— START Passage —
On relocating to a village in Kent not connected to the national natural gas pipeline, I was thrown into having to buy heating oil for the central heating boiler. There are several companies that supply heating oil to the area. However, most oil purchasing locally is not done directly with the delivery company, but in the context of either a local consortium (the Oil Club), or a national purchasing company called Boilerjuice. These organisations identify which local delivery company is offering the cheapest price at any one time, and organise the delivery. By making several deliveries in the same area, the delivery company is able to charge less than were it making a one-off delivery. The down-sides are that I have little say about the date of the delivery, which can be anything up to a month from the date of ordering the oil, and no say about the company supplying the oil.

When I lived in County Durham, mains water and sewerage services were supplied by the Northumbrian Water Authority. Kielder Reservoir has always been popular in north eastern England, partly for its amenity value, but also because it means that, while other parts of the UK are experiencing hose-pipe bans and other drought strategies, north eastern England enjoys plentiful water supplies. However, in 1989, the UK government privatised and sold off the Northumbrian Water Authority, and mains water and sewerage services are now supplied by Northumbrian Water, a company owned by the largest infrastructure holding company in Hong Kong, China. On relocating to Kent, I found that I pay one company, Affinity Water (owned by an investment management company), for mains water, and another company, Southern Water, for sewerage services. I have no say in who supplies, and I pay for, mains water and sewerage services.

In each of the examples outlined above, I am buying a commodity: electricity, gas, oil, water, sewerage services, telephony, mobile telephony or banking. As a domestic consumer, the commodity I am buying is no different from the same commodity bought from a different company. The electricity in my cables is no different whether I pay Eon or Good Energy. The telephone calls I make, whether using a fixed-line telephone or a cellphone, are no different from the calls I could make were I to pay a different company for them instead. For some of these commodities, I have a choice about who I can pay for them, but the reality is that I am mostly choosing only on the basis of the quality of customer service, not for any difference in the quality of the commodity. I have a strong desire to make ethical choices, which I exercise where that is possible. However, I am unhappy that fees that I used to pay to the UK government (whether for water, sewerage services, gas, electricity, telephony) are now paid mostly to commercial, often overseas, corporations. Whereas, once, the infrastructure of the UK was owned by and operated for the benefit of the UK, the infrastructure is now almost entirely owned by people whose interests are solely the maximisation of their profits. We were told and assured, when the infrastructure was being sold off, that putting state assets into private hands would engender competition, and from competition would come cost reductions and improvements in service. Instead, it has been necessary to create, and more importantly, continue to make use of, regulatory and competition authorities, such as Ofcom, Ofwat, Ofgem, FSA, FCA.
— END Passage —
Your goal:
According to the passage on utility supply, which company provides the writer's sewerage services after the move to Kent?
— START Supplied data —
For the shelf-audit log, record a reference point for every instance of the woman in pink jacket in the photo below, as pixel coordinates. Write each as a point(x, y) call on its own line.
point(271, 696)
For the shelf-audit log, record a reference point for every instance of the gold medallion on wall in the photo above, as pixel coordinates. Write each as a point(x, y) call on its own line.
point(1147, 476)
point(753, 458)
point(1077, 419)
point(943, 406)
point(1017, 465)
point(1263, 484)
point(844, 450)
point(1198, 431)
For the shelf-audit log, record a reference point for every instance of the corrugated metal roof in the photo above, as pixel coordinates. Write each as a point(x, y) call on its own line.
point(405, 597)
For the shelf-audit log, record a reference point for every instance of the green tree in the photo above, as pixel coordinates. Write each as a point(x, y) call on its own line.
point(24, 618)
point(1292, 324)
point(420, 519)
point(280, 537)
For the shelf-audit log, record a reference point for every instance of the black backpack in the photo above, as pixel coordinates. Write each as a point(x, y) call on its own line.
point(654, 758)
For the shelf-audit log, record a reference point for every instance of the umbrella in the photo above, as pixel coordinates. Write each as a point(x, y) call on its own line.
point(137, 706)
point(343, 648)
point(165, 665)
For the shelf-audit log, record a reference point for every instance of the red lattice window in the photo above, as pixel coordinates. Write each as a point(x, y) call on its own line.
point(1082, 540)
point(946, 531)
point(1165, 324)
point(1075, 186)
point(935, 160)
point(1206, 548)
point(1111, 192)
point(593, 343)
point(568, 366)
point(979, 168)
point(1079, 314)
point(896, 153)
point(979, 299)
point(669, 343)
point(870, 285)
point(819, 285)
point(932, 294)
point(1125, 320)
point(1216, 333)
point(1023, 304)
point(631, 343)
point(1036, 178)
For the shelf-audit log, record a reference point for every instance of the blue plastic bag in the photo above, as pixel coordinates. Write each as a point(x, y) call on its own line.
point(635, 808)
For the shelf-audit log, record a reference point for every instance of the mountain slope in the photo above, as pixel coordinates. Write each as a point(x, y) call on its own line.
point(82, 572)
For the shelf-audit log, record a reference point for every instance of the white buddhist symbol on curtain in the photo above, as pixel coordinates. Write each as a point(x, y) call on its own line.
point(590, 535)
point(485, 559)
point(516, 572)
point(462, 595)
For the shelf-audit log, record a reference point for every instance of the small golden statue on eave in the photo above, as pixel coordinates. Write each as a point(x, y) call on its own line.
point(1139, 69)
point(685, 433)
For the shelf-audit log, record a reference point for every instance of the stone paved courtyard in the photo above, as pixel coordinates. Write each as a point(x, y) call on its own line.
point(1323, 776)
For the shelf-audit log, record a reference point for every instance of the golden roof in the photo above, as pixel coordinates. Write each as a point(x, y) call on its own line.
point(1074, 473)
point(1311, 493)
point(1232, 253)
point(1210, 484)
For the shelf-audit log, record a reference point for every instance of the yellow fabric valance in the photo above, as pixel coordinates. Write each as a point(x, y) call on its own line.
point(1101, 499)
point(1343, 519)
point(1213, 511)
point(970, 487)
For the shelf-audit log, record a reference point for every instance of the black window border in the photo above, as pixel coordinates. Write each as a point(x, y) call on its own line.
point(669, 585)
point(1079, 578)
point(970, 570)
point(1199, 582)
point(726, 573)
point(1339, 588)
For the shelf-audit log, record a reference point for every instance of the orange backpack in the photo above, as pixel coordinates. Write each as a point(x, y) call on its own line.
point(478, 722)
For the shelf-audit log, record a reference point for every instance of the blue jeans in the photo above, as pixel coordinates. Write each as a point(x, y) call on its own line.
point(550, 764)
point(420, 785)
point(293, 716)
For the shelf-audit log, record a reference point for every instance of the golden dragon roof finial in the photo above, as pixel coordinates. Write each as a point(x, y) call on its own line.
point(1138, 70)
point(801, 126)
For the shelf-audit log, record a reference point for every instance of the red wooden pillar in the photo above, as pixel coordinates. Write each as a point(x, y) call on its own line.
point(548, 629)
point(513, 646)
— END Supplied data —
Solution:
Southern Water